Das Konstrukt Kanada, eine bilinguale und bikulturelle konstitutionelle Monarchie, mutet für Europäer eher merkwürdig an, und so machte ich mich einmal auf den Weg, die Ursprünge der kanadischen Eigenheiten zu ergründen: auf nach Québec!

Der erste Zwischenstopp meiner vollgepackten Dreitagesreise führte mich in die kanadische Hauptstadt, Ottawa. Ottawa, eine im Vergleich zu Toronto oder Montréal eher kleine Stadt, wurde auf Grund seiner strategischen Lage Mitte des 19. Jahrhunderts als Hauptstadt ausgewählt und konnte diesen Status bis heute verteidigen. Obligatorisch war für mich also der Besuch des Parliament Hill, dem Regierungsviertel der kanadischen Bundesregierung. Dort befindet sich auch der Tower of Victory and Peace, welcher als Symbol Kanadas sowohl auf den kanadischen $20 und $50- Scheinen zu sehen ist. Doch Parliament Hill zeichnet sich nicht nur durch die dort konzentrierten Regierungsgebäude und deren eindrucksvolle Architektur aus; es ist vor allem seine pittoreske Lage an der Mündung des Rideau-Kanals in den Fluss Ottawa, die das Viertel zu einem begehrten Fotomotiv für Touristen machen.

#### [Arbeitsaufträge]
A. Entscheiden Sie, ob die folgenden Aussagen mit dem Reisebericht über Ottawa übereinstimmen, und belegen Sie jedes Ja oder Nein mit einem wörtlichen Zitat: (i) Ottawa wurde wegen seiner strategischen Lage Mitte des 19. Jahrhunderts zur Hauptstadt bestimmt. (ii) Ottawa ist eine größere Stadt als Toronto. (iii) Parliament Hill liegt an der Mündung des Rideau-Kanals in den Fluss Ottawa.
B. Führen Sie den Reisebericht über Ottawa im Anschluss an seinen letzten Satz fort.

Datensätze:
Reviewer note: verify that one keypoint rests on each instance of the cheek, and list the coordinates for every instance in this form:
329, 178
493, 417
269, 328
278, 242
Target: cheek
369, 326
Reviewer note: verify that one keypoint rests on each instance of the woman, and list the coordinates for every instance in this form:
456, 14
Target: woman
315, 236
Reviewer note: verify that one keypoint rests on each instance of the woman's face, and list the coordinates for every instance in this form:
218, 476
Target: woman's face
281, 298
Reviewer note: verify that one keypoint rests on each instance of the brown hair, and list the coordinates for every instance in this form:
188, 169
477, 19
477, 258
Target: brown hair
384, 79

#### [Erwartete Lösungen]
A.
(i) Ja: „wurde auf Grund seiner strategischen Lage Mitte des 19. Jahrhunderts als Hauptstadt ausgewählt“
(ii) Nein: „eine im Vergleich zu Toronto oder Montréal eher kleine Stadt“
(iii) Ja: „seine pittoreske Lage an der Mündung des Rideau-Kanals in den Fluss Ottawa“

B.
Da Ottawa als Hauptstadt – im Gegensatz zu allen Provinzen mit Ausnahme von New Brunswick – offiziell zweisprachig ist, müssen selbst die Stopp-Schilder sowohl mit STOP als auch mit ARRÊT ausgezeichnet sein. Sobald ich Ottawa allerdings in Richtung Québec verlassen hatte, war es schlagartig vorbei mit dem diplomatischen Bilingualismus und ich fand mich nun im komplett französischsprachigen Teil Kanadas wieder. Während eine Änderung der Landessprache in Europa natürlich meist mit der Einreise in ein fremdes Land verbunden ist, so ist dies in Kanada ein wichtiger Teil der pankanadischen Identität und des offiziellen Staatskonzepts des Multikulturalismus.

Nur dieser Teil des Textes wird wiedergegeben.